====== SELECTED TEXT

Businesses Made in Nippon

H Concept: Playful Designs to Enliven the World

Economy Science Technology

The design company H Concept has made a name for itself by creating unique, fun-filled everyday consumer goods. Bucking the play-it-safe trend in today’s recession-laded world, the company seeks to offer consumers lovingly designed items that brighten up their lives.

Unique Designs and Skyrocketing Sales

The Japanese company H Concept breathes life into ideas for new designs, turns them into commercial products, and then markets them. All of the company’s products feature fun designs that will make you smile as soon as you see them; for example, a figurine that diligently holds down the lid of a cup of instant noodles after the boiling water is added, a colorful umbrella stand with a design like a splash of water, or a doorstopper shaped like a slippery banana skin. These everyday accessories featuring unique design twists are marketed around the world under the +D brand name.

The first product born of a +D design, released in 2002, was the animal rubber band—a set of silicon rubber bands shaped like elephants, giraffes, and other creatures. They serve the same function as ordinary rubber bands, but no matter how many times you use them they always return to their original shapes. These first caught the attention of the shop at New York’s Museum of Modern Art (MoMA), and shops at other museums, such as the Guggenheim Museum in New York and the Design Museum in London, subsequently began to stock them. Their popularity has boomed and they are currently sold in more than 30 countries.

“Making good use of design will undoubtedly change
a company,” says Nagoya. His words carry weight,
as he speaks from experience.

============
====== DATA EXCERPTS

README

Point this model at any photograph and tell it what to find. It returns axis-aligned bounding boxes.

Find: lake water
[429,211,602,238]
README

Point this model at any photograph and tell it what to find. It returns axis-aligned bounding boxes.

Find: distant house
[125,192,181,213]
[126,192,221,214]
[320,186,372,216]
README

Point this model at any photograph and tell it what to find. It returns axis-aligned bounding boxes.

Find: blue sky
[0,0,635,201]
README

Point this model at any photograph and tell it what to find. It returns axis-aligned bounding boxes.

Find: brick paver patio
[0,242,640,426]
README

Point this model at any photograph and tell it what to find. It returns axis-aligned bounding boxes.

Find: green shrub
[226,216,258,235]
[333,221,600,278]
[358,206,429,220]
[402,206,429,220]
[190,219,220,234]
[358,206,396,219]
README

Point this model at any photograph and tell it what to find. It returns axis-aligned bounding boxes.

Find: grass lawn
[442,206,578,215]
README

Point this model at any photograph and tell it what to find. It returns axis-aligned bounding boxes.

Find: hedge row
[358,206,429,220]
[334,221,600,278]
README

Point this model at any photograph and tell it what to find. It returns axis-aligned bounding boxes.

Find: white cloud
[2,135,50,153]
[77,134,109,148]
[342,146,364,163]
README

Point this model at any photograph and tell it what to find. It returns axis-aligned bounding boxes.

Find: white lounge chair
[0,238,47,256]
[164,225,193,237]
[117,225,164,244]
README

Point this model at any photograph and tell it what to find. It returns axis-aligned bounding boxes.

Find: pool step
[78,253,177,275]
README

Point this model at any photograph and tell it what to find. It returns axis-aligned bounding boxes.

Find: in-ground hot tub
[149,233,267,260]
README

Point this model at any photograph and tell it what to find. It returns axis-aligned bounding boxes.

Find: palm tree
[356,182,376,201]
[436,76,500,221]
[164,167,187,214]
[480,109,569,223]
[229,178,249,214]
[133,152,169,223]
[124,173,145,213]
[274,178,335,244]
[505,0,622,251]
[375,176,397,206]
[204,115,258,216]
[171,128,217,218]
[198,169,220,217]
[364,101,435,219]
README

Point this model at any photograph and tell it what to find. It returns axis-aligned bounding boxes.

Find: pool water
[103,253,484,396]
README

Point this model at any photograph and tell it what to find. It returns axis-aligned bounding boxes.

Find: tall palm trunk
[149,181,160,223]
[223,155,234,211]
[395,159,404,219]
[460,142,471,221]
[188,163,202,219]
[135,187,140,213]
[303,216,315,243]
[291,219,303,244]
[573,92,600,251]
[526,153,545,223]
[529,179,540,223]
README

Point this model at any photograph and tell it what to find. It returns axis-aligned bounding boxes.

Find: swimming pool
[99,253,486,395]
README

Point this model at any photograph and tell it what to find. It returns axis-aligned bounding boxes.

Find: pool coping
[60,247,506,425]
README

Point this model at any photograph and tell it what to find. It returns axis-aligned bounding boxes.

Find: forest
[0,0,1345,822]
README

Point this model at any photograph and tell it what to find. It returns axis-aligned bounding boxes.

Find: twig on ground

============

TASKS
1. In the article on H Concept, which shop first took notice of the animal rubber band?
2. Continue the article on H Concept from where it stops.

EXPECTED ANSWERS
1. The shop at New York's Museum of Modern Art (MoMA).

2.
The president of H Concept, Nagoya Hideyoshi, graduated from art school and went to work at a manufacturer of everyday consumer goods with a history stretching back over 100 years. While the company stressed product quality, Nagoya felt that the design of the products lacked forcefulness. He set about creating his own designs, while revolutionizing the company with such initiatives as setting up a planning and design office and increasing the number of staff working on designs. His efforts paid off, with sales skyrocketing more than tenfold.

Nagoya’s own experience convinced him that design has tremendous power to inspire people. He launched his company out of a desire to use design to liven up the everyday world.

Consideration Is the Key to Good Design

“People tend to think that design is all about the attractiveness or a beautiful shape,” Nagoya notes. “That is certainly important, but if that were all there is to it, design would be the same as art. The big difference between art and design is that whereas art is all about self-expression, design involves making things while bearing in mind the people who will use them. So, really, design is about consideration for others.”

The Japanese people in particular are often said to be very considerate of others. In the aftermath of the massive earthquake and tsunami that struck on March 11, 2011, the international media were full of praise for how people facing desperate conditions calmly assisted each other without rioting.

“The Japanese consideration for others extends to the workplace as well,” Nagoya points out. “If you can communicate just 80% of what is needed, Japanese people will respond with 130% of their ability. Thanks to this characteristic, Japanese designers are among the best in the world.”

Creating Something out of Nothing

Nagoya places great importance on meeting other designers who create their own unique designs—whether at design competitions or at one of the university classes he teaches. And these days more and more designers are bringing their ideas directly to H Concept.

“When someone brings an idea along, we first circulate it among all the staff,” Nagoya explains. “That way, we get uninhibited feedback from the perspective of the design users. Based on this feedback, I then discuss the idea with the person in charge of development, and we repeatedly talk to the designer as well. A product meeting is also held every week or two to gain input from our sales staff as we refine the idea.”

A set of drinking vessels designed for H Concept by the architect Chō Daisaku, who celebrated his 90th birthday in 2011—the same year the vessels went on sale.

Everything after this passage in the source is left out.